EXERCISE DESCRIPTION »
Write out all of the entries exactly, please.

═══ RECORDS ═══

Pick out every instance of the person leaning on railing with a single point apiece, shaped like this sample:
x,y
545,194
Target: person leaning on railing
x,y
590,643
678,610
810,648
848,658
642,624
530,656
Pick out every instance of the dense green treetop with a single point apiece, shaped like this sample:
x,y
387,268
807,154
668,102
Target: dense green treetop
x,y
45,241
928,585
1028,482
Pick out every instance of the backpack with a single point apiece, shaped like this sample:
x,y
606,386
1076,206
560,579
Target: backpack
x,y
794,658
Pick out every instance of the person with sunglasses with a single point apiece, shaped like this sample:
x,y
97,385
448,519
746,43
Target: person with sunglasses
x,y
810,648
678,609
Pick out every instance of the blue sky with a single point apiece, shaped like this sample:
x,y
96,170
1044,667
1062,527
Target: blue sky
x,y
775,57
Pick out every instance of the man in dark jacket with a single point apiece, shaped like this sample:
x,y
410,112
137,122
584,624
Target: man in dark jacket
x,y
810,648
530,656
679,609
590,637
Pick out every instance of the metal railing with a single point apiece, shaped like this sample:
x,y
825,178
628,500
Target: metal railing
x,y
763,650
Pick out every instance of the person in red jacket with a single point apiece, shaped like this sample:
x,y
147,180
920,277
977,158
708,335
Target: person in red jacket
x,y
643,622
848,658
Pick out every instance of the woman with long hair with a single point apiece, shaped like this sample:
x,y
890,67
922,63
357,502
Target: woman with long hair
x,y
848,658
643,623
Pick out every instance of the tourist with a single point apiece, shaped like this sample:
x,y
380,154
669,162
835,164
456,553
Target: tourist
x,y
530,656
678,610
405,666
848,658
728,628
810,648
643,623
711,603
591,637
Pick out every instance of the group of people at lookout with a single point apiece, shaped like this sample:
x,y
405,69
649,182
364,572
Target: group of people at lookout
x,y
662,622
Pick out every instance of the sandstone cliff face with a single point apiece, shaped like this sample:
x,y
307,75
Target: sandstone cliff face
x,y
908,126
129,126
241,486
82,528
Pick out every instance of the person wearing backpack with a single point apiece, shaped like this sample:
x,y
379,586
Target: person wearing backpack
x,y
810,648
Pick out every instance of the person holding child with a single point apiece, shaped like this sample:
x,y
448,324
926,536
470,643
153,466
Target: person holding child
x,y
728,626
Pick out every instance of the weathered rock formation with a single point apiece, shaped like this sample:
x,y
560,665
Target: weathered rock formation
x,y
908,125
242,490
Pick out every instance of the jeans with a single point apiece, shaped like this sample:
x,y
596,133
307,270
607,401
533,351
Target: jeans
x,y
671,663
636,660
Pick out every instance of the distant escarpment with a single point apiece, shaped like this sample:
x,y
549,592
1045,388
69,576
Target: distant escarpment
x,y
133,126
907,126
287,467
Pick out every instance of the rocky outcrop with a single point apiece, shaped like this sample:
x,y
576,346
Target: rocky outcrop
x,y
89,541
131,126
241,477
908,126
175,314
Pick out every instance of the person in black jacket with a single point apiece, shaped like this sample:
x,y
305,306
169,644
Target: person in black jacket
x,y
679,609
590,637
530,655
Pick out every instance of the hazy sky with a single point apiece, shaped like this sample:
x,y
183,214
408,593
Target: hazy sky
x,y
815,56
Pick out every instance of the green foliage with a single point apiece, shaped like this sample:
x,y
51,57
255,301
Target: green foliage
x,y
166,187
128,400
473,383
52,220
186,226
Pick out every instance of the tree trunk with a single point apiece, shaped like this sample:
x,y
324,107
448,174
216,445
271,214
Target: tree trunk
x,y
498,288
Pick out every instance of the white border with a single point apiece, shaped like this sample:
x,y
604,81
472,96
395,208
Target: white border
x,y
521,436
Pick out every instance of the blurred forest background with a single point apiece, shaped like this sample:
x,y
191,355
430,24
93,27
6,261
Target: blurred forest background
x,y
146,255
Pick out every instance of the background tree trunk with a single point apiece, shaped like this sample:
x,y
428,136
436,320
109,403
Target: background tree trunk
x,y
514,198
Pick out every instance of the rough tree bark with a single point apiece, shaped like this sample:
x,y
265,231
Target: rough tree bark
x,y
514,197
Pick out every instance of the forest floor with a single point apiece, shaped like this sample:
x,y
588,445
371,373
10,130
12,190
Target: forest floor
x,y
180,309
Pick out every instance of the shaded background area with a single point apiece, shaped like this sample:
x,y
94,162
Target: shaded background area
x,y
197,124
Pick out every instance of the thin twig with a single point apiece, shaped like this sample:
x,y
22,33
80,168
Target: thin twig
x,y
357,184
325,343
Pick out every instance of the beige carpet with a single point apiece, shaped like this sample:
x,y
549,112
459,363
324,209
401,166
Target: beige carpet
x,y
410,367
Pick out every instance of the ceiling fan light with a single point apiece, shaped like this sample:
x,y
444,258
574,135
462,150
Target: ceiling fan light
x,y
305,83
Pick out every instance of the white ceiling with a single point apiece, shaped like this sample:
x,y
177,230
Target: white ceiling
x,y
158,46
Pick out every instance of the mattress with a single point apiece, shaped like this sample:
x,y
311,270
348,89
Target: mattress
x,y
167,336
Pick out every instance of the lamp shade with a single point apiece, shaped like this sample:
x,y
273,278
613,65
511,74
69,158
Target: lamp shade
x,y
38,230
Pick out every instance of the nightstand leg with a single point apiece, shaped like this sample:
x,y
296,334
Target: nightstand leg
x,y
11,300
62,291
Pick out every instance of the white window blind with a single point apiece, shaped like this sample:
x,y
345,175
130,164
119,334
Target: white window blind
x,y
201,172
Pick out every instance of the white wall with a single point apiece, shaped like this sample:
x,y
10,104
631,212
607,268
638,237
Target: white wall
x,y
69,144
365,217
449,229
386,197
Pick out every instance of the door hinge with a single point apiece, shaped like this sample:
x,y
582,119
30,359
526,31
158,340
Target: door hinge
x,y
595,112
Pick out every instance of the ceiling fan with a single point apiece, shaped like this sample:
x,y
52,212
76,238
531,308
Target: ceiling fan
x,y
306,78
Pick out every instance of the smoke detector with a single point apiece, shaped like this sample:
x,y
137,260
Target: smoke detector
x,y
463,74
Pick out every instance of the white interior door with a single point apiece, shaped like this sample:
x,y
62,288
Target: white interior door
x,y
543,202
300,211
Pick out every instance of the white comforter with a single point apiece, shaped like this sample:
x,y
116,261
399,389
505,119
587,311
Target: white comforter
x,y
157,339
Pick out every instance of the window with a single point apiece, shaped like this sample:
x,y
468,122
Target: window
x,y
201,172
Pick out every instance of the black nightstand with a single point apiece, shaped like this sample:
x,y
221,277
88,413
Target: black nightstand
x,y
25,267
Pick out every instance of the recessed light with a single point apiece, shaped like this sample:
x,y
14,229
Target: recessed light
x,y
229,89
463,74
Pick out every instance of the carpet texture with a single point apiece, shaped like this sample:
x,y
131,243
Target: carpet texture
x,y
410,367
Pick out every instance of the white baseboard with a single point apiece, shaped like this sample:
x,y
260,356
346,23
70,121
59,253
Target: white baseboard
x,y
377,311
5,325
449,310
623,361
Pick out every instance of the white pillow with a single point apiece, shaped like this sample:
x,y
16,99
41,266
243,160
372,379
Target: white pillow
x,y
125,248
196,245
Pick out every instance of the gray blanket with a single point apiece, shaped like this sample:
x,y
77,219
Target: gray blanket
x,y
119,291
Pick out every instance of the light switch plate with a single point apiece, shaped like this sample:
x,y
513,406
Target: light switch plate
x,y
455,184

═══

OUTPUT BELOW »
Pick out every instance of the person leaning on railing with a single point apiece, shaped like this sample:
x,y
545,194
Target: person leaning on railing
x,y
590,643
678,610
810,648
848,658
642,624
530,656
Pick out every instance of the dense green treetop with a single point apiece, shaped like this sample:
x,y
387,268
807,154
668,102
Target: dense green treetop
x,y
45,241
928,585
1028,482
Pick out every instance of the backpack with a single point apiece, shaped like this sample:
x,y
606,386
1076,206
560,579
Target: backpack
x,y
794,658
Pick out every instance of the person with sunglasses with a single point apiece, shaped like this sample:
x,y
97,385
448,519
746,43
Target: person with sunglasses
x,y
810,648
678,609
Pick out every instance of the blue sky with a single point apiece, shaped like this sample:
x,y
96,170
1044,667
1062,527
Target: blue sky
x,y
775,57
Pick out every instance of the man in dark jacket with a single point apiece, shaped like this sample:
x,y
410,112
137,122
584,624
Target: man in dark jacket
x,y
810,648
530,656
679,609
590,637
Pick out every instance of the metal railing with a single point apiece, shaped like this sample:
x,y
825,178
628,500
Target: metal railing
x,y
763,650
Pick out every instance of the person in red jacket with a single point apiece, shaped like this sample:
x,y
147,180
920,277
977,158
708,335
Target: person in red jacket
x,y
643,622
848,658
Pick out every instance of the woman with long hair with a single point apiece, shaped like this sample:
x,y
890,67
922,63
357,502
Target: woman with long hair
x,y
848,658
643,623
Pick out every instance of the tourist with a single point apiece, shaped like this sample:
x,y
380,154
669,162
835,164
456,553
Target: tourist
x,y
530,656
678,610
405,666
848,658
728,628
810,648
643,623
711,603
591,637
Pick out every instance of the group of people at lookout with a single point apiece, shaped like this sample:
x,y
405,69
649,182
364,572
Target: group of people at lookout
x,y
662,622
Pick out every instance of the sandstone cliff face with a single point apiece, shaped like this sample:
x,y
307,75
Target: sandstone cliff face
x,y
908,126
129,126
241,486
82,528
Pick out every instance of the person wearing backpack with a single point apiece, shaped like this sample:
x,y
379,586
Target: person wearing backpack
x,y
810,648
Pick out every instance of the person holding child with a single point apiece, shaped like this sample:
x,y
448,324
926,536
470,643
153,466
Target: person holding child
x,y
728,626
Pick out every instance of the weathered rock formation with a single point apiece, shaped like this sample:
x,y
560,665
Target: weathered rock formation
x,y
908,125
242,490
Pick out every instance of the jeans with a single point apiece, shaped like this sample:
x,y
596,133
307,270
607,401
533,351
Target: jeans
x,y
671,663
636,660
Pick out every instance of the distant escarpment with a single point apiece, shaped like this sample:
x,y
549,592
1045,388
69,576
Target: distant escarpment
x,y
133,126
907,126
287,467
Pick out every instance of the rocky outcrop with a single point apiece, shaped like this sample:
x,y
576,346
Target: rocky outcrop
x,y
89,541
131,126
241,477
908,126
175,314
Pick out every instance of the person in black jacket with a single point apiece, shaped like this sample:
x,y
305,306
169,644
Target: person in black jacket
x,y
679,609
590,637
530,655
Pick out every instance of the hazy sky with a single point apiece, shaped like this sample:
x,y
183,214
408,593
Target: hazy sky
x,y
815,56
Pick out every instance of the green foliage with a single point apiece, shaped like this sample:
x,y
51,57
255,301
Target: green foliage
x,y
166,187
128,400
473,383
52,220
186,226
Pick out every instance of the tree trunk with a single point apiece, shaped like this sample:
x,y
324,107
448,174
216,445
271,214
Target: tree trunk
x,y
498,288
Pick out every instance of the white border with a single point apiece, shaped like this sample:
x,y
604,81
472,96
395,208
Target: white border
x,y
521,436
Pick out every instance of the blurred forest background with a single point apiece, shaped like this sample:
x,y
191,355
430,24
93,27
6,261
Target: blurred forest background
x,y
146,255
Pick out every instance of the background tree trunk with a single point apiece, shaped like this sample:
x,y
428,136
436,320
109,403
Target: background tree trunk
x,y
514,198
Pick out every instance of the rough tree bark with a single point apiece, shaped like this sample:
x,y
265,231
Target: rough tree bark
x,y
514,197
Pick out every instance of the forest floor with a single point apiece, shaped like this sample:
x,y
588,445
371,373
10,130
12,190
Target: forest floor
x,y
180,309
Pick out every instance of the shaded background area with a single point apiece, shaped like this sample:
x,y
94,162
Target: shaded background area
x,y
197,124
Pick out every instance of the thin twig with a single point apiece, shaped like this sample:
x,y
22,33
80,168
Target: thin twig
x,y
357,184
325,343
Pick out every instance of the beige carpet with a single point apiece, shaped like this sample:
x,y
549,112
459,363
324,209
401,166
Target: beige carpet
x,y
410,367
Pick out every instance of the ceiling fan light with a single point apiece, shaped like this sample:
x,y
444,258
574,135
462,150
Target: ceiling fan light
x,y
305,83
Pick out every instance of the white ceiling with a single point apiece, shaped like this sample:
x,y
177,230
Target: white ceiling
x,y
158,46
Pick out every instance of the mattress with a single point apiece, shaped like this sample:
x,y
311,270
348,89
Target: mattress
x,y
167,336
Pick out every instance of the lamp shade with a single point apiece, shaped like this sample:
x,y
273,278
613,65
511,74
69,158
Target: lamp shade
x,y
38,230
Pick out every instance of the nightstand leg with a single point apiece, shaped like this sample:
x,y
296,334
Target: nightstand leg
x,y
11,300
62,291
Pick out every instance of the white window blind with a single point apiece, shaped like this sample:
x,y
345,175
130,164
119,334
Target: white window blind
x,y
201,172
Pick out every instance of the white wall with a single point apiece, shaped like this sample:
x,y
10,104
631,212
607,268
638,237
Target: white wall
x,y
69,144
365,217
449,229
386,197
Pick out every instance of the door hinge with a single point apiece, shaped like this sample:
x,y
582,119
30,359
526,31
158,340
Target: door hinge
x,y
595,112
Pick out every instance of the ceiling fan with a single point apiece, shaped like this sample:
x,y
52,212
76,238
531,308
Target: ceiling fan
x,y
306,78
Pick out every instance of the smoke detector with a single point apiece, shaped like this sample:
x,y
137,260
Target: smoke detector
x,y
463,74
Pick out every instance of the white interior door with a single point apiece, shaped like this sample:
x,y
62,288
Target: white interior door
x,y
543,202
300,211
Pick out every instance of the white comforter with a single point apiece, shaped like this sample:
x,y
116,261
399,389
505,119
587,311
Target: white comforter
x,y
157,339
Pick out every instance of the window with a single point apiece, shaped like this sample:
x,y
468,122
Target: window
x,y
201,172
Pick out every instance of the black nightstand with a single point apiece, shaped like this sample:
x,y
221,277
88,413
Target: black nightstand
x,y
25,267
Pick out every instance of the recessed light with a single point apiece, shaped like this sample:
x,y
14,229
Target: recessed light
x,y
229,89
463,74
Pick out every instance of the carpet texture with a single point apiece, shaped like this sample:
x,y
131,243
Target: carpet texture
x,y
410,367
Pick out every instance of the white baseboard with a single point apiece, shaped like this sample:
x,y
260,356
346,23
70,121
59,253
Target: white baseboard
x,y
377,311
5,325
449,310
623,361
Pick out every instance of the white pillow with a single point apiece, shaped like this sample:
x,y
16,99
41,266
243,160
372,379
Target: white pillow
x,y
125,248
196,245
Pick out every instance of the gray blanket with a single point apiece, shaped like this sample:
x,y
77,219
Target: gray blanket
x,y
119,291
Pick out every instance of the light switch plate with a single point apiece, shaped like this sample:
x,y
513,406
Target: light switch plate
x,y
455,184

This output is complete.